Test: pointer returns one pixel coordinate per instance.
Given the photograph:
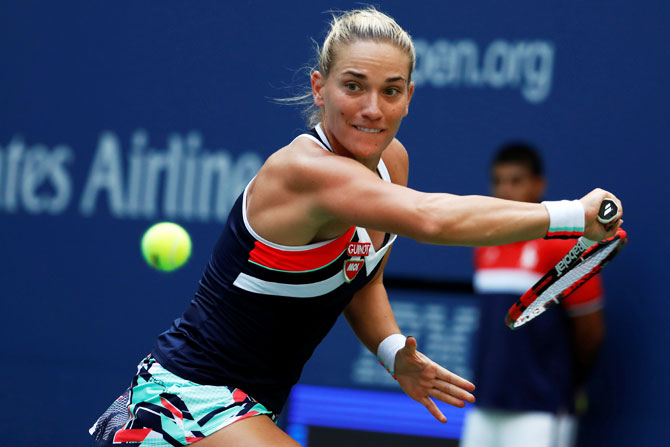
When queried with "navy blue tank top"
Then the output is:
(262, 308)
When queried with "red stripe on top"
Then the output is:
(131, 435)
(563, 234)
(300, 260)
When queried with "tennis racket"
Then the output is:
(585, 259)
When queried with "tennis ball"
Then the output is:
(166, 246)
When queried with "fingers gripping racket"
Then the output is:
(585, 259)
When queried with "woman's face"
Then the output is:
(364, 98)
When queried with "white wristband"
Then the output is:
(566, 219)
(387, 350)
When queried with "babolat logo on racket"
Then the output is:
(608, 211)
(358, 248)
(569, 258)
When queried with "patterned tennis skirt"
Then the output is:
(160, 409)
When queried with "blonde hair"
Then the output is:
(346, 28)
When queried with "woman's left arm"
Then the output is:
(370, 316)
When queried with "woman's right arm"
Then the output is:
(347, 191)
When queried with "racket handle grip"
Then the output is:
(585, 243)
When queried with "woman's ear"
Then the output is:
(409, 98)
(318, 82)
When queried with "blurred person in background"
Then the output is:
(529, 380)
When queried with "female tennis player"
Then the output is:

| Task description |
Write out the data word for word, with every picture dropped.

| Problem solution |
Test: pointer returns one pixel coordinate per instance.
Given the photograph:
When queried with "navy blue tank top"
Then the output is:
(262, 308)
When queried with "red stripe on top"
Then the output is:
(131, 435)
(563, 234)
(300, 260)
When queried with "tennis racket"
Then the output is:
(585, 259)
When queried with "tennis ball"
Then the output is:
(166, 246)
When queried with "fingers gripping racket"
Then the output is:
(585, 259)
When queried with "woman's face"
Then the output is:
(364, 98)
When queried with "white wristband"
Then the output is:
(566, 219)
(387, 350)
When queried with "babolat logo on racket"
Then the output is:
(608, 211)
(358, 248)
(569, 258)
When queried with "patterned tennis skirt"
Then the output is:
(160, 409)
When queried with "blonde hair"
Then the output is:
(346, 28)
When queried with "woman's left arm"
Then the output is:
(370, 316)
When queried with "woman's right arm"
Then the output is:
(347, 191)
When queried with "racket handle grip"
Then the output is:
(585, 243)
When queried with "woman's ear"
Then the output is:
(409, 98)
(318, 82)
When queried with "blurred person in background"
Then the output is:
(529, 380)
When queried with "female tennis player"
Then the output is:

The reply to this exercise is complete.